Exercice proposé: Traduisez en anglais cette phrase tirée de l'extrait sur le principe de légalité : « En effet, un tel raisonnement aboutit à rendre les professionnels responsables d’une mauvaise qualité de la norme qu’ils n’ont pas su détecter. »

Extrait choisi:
::::::::
Il convient encore de relever ici que, quelques semaines plus tard, la Chambre commerciale12 a également approuvé, par une moti­vation similaire, l’AMF et la juridiction de recours d’avoir retenu deux manquements (à des obligations déclaratives13, d’une part, et d’entrave à l’action des enquêteurs de l’AMF14, d’autre part) à l’encontre des sociétés d’un fonds d’investissement activiste, « pro­fessionnels avertis du monde de la finance » en mesure « d’évaluer à un degré raisonnable, au besoin en s’entourant des conseils de juristes spécialisés, les risques encourus ».

Cette restriction apportée au principe de légalité, au détriment des professionnels, en se retranchant derrière la jurisprudence de la Cour européenne des droits de l’Homme15, est regrettable et préoccupante dans un État de droit16 et doit retenir l’attention des praticiens. Alors que le principe de légalité commande de rédiger des dispositions à caractère répressif claires et précises et d’en retenir une interprétation stricte, imposer aux professionnels de solliciter à ce sujet des conseils spécialisés conduit nécessai­rement à élargir la portée de ces dispositions car, en présence d’une question inédite, et sauf à s’exposer à une mise en jeu de leur responsabilité civile professionnelle envers leurs clients, ces conseils ne peuvent en écarter a priori une application amplifiante et extensive par les juridictions (a fortiori après un tel arrêt…). Il s’agit là d’un véritable dévoiement du principe de légalité, auquel s’ajoute de surcroît une atteinte au principe d’égalité devant la loi, comme le relève un auteur17 : « L’égalité devant la loi ne suppose-t-elle pas que les exigences textuelles soient identiques pour tous ? Comment peut-on faire dépendre une exigence de qualité de la loi de la compétence de ses destinataires ? Lorsqu’un texte est intrinsèquement ambigu, les professionnels ne sauraient donc dénoncer son caractère imprévisible ? N’ont-ils pas droit eux aussi à la sécurité juridique ? À ce stade, il faut se demander s’il n’y a pas une confusion entre l’obligation faite aux pouvoirs publics de veiller à la qualité des normes applicables et l’obligation faite aux professionnels de se renseigner. En effet, un tel raisonnement aboutit à rendre les professionnels responsables d’une mauvaise qualité de la norme qu’ils n’ont pas su détecter. La volonté d’apprécier in concreto cette exigence s’avère ici quelque peu déplacée. La qualité d’une loi ne peut s’apprécier que dans l’abstrait ; sa connaissance par les justiciables relève d’un autre registre ».
::::::::
Informations fournies:

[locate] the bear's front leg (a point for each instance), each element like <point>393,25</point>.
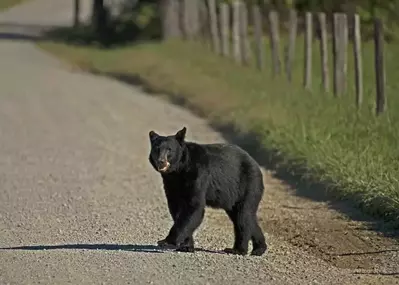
::::::::
Résultat de la tâche: Indeed, such reasoning ends up making professionals responsible for a poor quality of the rule that they failed to detect.